Document passage.
Example Question #391 : 3 Dimensional Space

A point in space is located, in Cartesian coordinates, at \displaystyle (17,11,37). What is the position of this point in spherical coordinates?

Possible Answers:

\displaystyle (20.25,32.91^{\circ},28.69^{\circ})

\displaystyle (20.25,147.09^{\circ},-151.31^{\circ})

\displaystyle (20.25,147.09^{\circ},151.31^{\circ})

\displaystyle (42.18,32.91^{\circ},28.69^{\circ})

\displaystyle (42.18,147.09^{\circ},28.69^{\circ})

Correct answer:

\displaystyle (42.18,32.91^{\circ},28.69^{\circ})

Explanation:

When given Cartesian coordinates of the form \displaystyle (x,y,z) to cylindrical coordinates of the form \displaystyle (\rho,\theta,\phi), it would be useful to calculate the \displaystyle \rho term first, as we'll derive \displaystyle \phi from it.

(Part of a data file)
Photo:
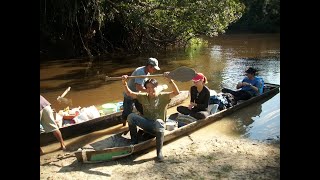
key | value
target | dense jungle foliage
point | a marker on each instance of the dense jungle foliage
(87, 28)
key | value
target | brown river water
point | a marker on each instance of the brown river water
(222, 60)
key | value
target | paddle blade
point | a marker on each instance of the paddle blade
(182, 74)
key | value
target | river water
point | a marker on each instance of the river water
(222, 60)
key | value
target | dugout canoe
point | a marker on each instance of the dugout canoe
(100, 123)
(118, 145)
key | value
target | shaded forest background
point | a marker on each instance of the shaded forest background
(88, 28)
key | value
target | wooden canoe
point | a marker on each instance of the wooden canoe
(118, 145)
(100, 123)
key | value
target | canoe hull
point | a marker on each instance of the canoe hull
(100, 123)
(108, 154)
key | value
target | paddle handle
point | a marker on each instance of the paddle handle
(139, 76)
(64, 93)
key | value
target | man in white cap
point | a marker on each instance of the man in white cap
(136, 85)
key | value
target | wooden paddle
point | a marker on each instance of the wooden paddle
(61, 98)
(182, 74)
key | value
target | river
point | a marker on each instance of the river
(222, 60)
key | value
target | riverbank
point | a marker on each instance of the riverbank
(200, 155)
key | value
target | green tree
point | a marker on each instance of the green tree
(93, 27)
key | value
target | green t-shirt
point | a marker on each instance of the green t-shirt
(155, 107)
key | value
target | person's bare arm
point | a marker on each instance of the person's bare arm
(140, 87)
(126, 88)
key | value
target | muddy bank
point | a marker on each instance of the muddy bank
(196, 156)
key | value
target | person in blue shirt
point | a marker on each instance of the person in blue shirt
(249, 87)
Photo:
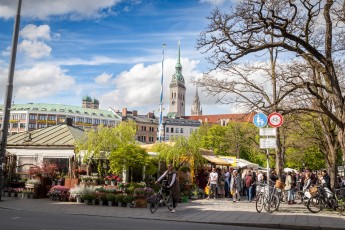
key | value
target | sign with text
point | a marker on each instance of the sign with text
(268, 143)
(268, 132)
(275, 119)
(260, 120)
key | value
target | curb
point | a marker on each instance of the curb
(242, 224)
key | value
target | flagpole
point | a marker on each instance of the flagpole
(8, 95)
(160, 128)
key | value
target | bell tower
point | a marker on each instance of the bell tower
(177, 91)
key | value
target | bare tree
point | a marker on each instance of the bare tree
(313, 31)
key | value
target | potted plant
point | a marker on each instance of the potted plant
(128, 199)
(101, 197)
(110, 197)
(119, 198)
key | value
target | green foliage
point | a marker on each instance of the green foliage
(183, 152)
(117, 144)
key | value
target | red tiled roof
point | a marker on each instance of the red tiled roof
(242, 117)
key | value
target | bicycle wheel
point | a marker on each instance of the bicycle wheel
(299, 197)
(315, 204)
(154, 205)
(273, 205)
(169, 203)
(259, 202)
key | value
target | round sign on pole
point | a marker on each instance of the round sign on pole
(275, 119)
(260, 120)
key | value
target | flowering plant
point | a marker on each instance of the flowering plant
(146, 191)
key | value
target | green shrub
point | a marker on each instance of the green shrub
(110, 197)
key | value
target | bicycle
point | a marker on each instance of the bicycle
(162, 197)
(339, 195)
(321, 198)
(269, 203)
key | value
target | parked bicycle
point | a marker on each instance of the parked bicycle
(269, 201)
(162, 198)
(321, 197)
(339, 195)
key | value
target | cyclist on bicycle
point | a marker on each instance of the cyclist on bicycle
(173, 185)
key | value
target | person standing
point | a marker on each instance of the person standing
(212, 181)
(289, 188)
(227, 183)
(173, 185)
(235, 186)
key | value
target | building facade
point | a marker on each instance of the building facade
(177, 91)
(174, 128)
(147, 125)
(222, 119)
(27, 117)
(196, 107)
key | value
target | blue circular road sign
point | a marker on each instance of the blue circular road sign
(260, 120)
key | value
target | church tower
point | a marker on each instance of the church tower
(177, 91)
(196, 108)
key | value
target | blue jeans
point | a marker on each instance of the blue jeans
(249, 191)
(291, 194)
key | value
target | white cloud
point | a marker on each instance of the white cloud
(42, 80)
(103, 79)
(139, 88)
(33, 45)
(34, 49)
(33, 32)
(43, 9)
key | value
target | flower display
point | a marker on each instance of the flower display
(146, 191)
(59, 192)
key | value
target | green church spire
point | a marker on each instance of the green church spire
(178, 67)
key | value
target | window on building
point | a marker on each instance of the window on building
(32, 117)
(40, 126)
(42, 117)
(52, 118)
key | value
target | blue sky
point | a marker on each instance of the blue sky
(107, 49)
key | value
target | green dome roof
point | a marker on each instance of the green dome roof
(95, 101)
(87, 98)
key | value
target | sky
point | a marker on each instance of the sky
(110, 50)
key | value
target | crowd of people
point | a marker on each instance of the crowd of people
(227, 182)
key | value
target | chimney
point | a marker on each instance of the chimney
(124, 112)
(69, 121)
(151, 115)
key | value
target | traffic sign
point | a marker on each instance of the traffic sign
(268, 132)
(260, 120)
(275, 119)
(268, 143)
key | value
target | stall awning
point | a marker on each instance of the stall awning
(215, 160)
(45, 153)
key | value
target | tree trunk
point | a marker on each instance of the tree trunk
(279, 158)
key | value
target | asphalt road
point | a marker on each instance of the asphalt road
(26, 220)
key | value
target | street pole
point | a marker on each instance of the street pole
(8, 94)
(160, 129)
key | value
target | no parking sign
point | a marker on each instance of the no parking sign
(275, 119)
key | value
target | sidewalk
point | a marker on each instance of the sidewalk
(220, 211)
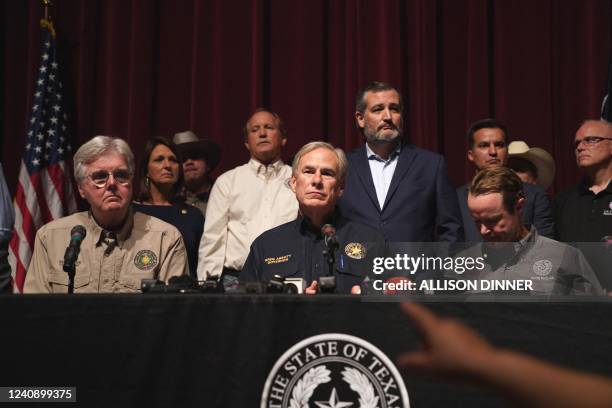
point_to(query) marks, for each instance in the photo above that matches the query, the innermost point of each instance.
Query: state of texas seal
(334, 370)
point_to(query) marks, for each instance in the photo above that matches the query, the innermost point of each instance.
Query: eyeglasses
(100, 177)
(589, 141)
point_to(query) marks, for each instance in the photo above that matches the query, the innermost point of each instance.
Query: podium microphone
(77, 234)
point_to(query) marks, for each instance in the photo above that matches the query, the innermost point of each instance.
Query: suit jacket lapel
(365, 175)
(405, 159)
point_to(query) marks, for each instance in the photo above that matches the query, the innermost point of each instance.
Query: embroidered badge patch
(542, 267)
(278, 259)
(355, 250)
(145, 259)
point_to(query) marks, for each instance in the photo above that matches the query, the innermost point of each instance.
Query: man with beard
(392, 185)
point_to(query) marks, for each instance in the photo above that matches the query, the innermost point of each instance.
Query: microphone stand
(70, 270)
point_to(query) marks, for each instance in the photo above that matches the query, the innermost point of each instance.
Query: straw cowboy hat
(191, 146)
(540, 158)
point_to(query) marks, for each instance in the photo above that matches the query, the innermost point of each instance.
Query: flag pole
(46, 5)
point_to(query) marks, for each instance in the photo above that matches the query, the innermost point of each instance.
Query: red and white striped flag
(45, 191)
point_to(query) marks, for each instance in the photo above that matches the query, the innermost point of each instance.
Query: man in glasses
(120, 247)
(488, 148)
(583, 213)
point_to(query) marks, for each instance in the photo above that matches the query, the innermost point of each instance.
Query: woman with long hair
(161, 179)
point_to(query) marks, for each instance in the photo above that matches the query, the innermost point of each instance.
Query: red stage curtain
(154, 67)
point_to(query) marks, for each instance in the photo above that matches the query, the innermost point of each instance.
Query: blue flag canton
(47, 140)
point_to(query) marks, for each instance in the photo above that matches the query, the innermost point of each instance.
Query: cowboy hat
(540, 158)
(191, 146)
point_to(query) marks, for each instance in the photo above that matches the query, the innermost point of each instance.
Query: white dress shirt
(382, 172)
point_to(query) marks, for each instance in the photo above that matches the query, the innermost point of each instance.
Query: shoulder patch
(355, 250)
(145, 259)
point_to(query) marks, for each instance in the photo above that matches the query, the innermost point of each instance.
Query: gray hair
(97, 147)
(309, 147)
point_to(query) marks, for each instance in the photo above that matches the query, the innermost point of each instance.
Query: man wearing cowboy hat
(200, 157)
(532, 164)
(488, 148)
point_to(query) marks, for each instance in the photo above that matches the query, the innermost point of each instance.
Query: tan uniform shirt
(146, 247)
(244, 202)
(196, 201)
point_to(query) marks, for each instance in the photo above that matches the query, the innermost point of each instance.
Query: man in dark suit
(488, 141)
(394, 186)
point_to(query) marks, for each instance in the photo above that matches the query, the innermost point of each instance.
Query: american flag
(44, 191)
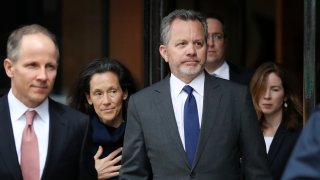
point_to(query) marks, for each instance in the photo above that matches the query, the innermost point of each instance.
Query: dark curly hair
(77, 97)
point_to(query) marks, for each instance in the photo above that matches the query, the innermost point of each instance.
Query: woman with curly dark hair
(102, 91)
(279, 111)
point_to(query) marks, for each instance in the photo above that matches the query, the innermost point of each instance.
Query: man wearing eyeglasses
(216, 64)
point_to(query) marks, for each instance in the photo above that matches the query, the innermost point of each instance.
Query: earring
(285, 104)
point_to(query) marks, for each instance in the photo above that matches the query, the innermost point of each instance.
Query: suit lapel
(276, 143)
(56, 137)
(212, 97)
(163, 102)
(8, 153)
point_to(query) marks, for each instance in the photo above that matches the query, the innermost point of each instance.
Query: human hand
(107, 167)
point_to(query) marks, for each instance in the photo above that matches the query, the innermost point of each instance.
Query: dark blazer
(68, 157)
(239, 74)
(153, 148)
(280, 150)
(304, 162)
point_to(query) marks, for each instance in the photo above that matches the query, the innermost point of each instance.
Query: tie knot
(188, 89)
(29, 116)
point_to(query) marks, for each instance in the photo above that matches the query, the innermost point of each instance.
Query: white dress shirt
(179, 97)
(222, 71)
(40, 125)
(268, 141)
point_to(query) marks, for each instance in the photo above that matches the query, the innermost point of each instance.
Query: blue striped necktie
(191, 124)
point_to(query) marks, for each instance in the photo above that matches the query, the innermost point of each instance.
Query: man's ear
(163, 52)
(88, 99)
(8, 66)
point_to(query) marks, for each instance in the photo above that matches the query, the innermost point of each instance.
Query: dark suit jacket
(280, 150)
(304, 162)
(153, 148)
(239, 74)
(68, 157)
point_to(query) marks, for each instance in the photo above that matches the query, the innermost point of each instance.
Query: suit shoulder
(151, 89)
(67, 111)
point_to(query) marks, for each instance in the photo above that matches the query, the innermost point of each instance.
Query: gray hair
(14, 40)
(183, 15)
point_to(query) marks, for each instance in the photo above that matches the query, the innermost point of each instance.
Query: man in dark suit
(156, 138)
(216, 63)
(304, 162)
(62, 143)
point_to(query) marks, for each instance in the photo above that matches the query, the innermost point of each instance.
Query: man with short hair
(53, 143)
(191, 125)
(216, 64)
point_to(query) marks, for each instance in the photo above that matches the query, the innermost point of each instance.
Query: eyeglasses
(216, 36)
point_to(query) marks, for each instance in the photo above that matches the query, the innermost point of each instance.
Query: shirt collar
(177, 85)
(222, 71)
(17, 108)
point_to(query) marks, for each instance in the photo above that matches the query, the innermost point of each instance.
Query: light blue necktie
(191, 124)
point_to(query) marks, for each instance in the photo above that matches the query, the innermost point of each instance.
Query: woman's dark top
(280, 150)
(109, 138)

Challenges.
1. In the sample problem above, what are the Cartesian coordinates of the point?
2. Extract every line of the listing above that contains the word "church", treating uppercase and lowercase as different.

Results of the exercise.
1. (17, 11, 37)

2.
target | church tower
point | a marker on each instance of the church tower
target | green church spire
point | a marker on each instance of the green church spire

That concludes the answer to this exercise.